• What you should do:
Quote the entire passage on how ParsEval computes and reports comparison statistics, word for word.

• Text block:

^^^^^^^^

As comparison statistics are computed on a locus-by-locus basis, ParsEval also maintains a running total of all comparison counts (such as true positives and false positives) from which the statistics are computed. When all loci have been considered, each comparison statistic is then recomputed using these running totals to provide an overall assessment of similarity.
Reporting comparison scores
For each gene locus, comparison statistics are calculated for each corresponding pair of reference and prediction model vectors. If multiple comparisons are required at a locus, however, statistics are not reported for each comparison. The comparisons are ranked using the previously described similarity statistics and are reported so as to ensure each transcript (or transcript clique) is considered at most one time. In cases where there is an unequal number of reference and prediction transcripts (or transcript cliques) associated with a particular locus, some will be labeled as novel or unmatched transcripts, and corresponding statistics are not included in ParsEval’s reports.

^^^^^^^^

• Material provided:
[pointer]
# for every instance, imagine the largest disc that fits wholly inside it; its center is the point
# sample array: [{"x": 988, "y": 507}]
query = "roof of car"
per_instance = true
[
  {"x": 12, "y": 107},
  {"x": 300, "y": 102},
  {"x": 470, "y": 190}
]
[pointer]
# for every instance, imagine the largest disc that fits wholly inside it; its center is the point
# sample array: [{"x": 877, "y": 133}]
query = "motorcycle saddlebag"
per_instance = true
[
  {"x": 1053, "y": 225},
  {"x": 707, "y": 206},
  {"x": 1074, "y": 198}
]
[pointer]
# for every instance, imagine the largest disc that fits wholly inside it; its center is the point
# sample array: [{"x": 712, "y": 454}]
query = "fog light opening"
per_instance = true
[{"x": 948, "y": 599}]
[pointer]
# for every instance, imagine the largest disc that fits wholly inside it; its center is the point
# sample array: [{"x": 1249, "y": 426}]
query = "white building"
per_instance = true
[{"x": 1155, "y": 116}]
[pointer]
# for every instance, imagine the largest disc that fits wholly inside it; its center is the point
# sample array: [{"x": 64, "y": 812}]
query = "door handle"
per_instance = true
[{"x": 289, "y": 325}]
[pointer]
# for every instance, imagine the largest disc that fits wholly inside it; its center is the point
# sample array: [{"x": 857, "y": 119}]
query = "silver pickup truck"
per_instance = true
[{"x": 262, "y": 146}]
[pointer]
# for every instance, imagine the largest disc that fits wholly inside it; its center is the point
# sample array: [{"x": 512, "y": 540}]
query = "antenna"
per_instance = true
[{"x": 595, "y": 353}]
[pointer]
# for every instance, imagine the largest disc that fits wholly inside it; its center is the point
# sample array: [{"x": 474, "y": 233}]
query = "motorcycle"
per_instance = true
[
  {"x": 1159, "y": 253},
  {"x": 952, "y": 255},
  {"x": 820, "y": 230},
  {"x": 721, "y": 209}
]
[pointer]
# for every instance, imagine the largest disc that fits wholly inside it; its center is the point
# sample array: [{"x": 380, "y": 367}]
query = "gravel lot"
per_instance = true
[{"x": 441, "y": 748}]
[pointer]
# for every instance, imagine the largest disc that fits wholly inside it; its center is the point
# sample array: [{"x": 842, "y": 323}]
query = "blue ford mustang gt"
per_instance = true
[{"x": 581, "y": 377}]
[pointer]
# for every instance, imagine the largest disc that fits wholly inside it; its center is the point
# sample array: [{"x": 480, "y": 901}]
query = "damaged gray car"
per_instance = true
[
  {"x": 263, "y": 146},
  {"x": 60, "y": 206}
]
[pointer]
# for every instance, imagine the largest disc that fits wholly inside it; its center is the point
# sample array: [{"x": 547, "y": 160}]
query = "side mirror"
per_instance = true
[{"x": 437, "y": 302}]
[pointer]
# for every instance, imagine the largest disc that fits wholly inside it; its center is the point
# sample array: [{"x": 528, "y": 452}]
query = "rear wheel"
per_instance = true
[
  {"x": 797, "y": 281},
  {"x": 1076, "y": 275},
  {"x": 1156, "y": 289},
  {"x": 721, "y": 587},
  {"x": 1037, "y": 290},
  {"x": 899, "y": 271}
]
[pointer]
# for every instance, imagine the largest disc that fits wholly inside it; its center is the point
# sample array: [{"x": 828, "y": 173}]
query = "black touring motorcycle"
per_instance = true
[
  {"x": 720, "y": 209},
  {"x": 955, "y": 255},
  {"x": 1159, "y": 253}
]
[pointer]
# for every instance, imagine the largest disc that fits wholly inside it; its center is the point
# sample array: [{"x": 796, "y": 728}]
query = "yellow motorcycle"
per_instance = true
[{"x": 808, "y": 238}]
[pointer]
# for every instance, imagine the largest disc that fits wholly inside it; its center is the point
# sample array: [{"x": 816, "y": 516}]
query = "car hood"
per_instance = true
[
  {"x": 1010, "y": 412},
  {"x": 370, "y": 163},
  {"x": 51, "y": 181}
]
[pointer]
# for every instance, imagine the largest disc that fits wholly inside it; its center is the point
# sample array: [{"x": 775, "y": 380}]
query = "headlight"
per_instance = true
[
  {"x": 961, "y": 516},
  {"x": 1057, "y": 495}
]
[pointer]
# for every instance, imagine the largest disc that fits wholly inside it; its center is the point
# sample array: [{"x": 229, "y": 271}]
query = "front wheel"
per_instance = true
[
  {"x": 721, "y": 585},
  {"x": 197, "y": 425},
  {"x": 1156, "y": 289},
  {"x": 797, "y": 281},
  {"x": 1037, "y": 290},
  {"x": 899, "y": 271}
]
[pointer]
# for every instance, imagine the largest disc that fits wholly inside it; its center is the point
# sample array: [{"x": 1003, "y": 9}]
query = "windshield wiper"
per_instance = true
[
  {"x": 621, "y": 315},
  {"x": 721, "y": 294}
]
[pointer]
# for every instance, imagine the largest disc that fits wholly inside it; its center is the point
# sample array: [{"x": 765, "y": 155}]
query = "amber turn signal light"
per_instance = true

^^^^^^^^

• Exercise answer:
As comparison statistics are computed on a locus-by-locus basis, ParsEval also maintains a running total of all comparison counts (such as true positives and false positives) from which the statistics are computed. When all loci have been considered, each comparison statistic is then recomputed using these running totals to provide an overall assessment of similarity.
Reporting comparison scores
For each gene locus, comparison statistics are calculated for each corresponding pair of reference and prediction model vectors. If multiple comparisons are required at a locus, however, statistics are not reported for each comparison. The comparisons are ranked using the previously described similarity statistics and are reported so as to ensure each transcript (or transcript clique) is considered at most one time. In cases where there is an unequal number of reference and prediction transcripts (or transcript cliques) associated with a particular locus, some will be labeled as novel or unmatched transcripts, and corresponding statistics are not included in ParsEval’s reports.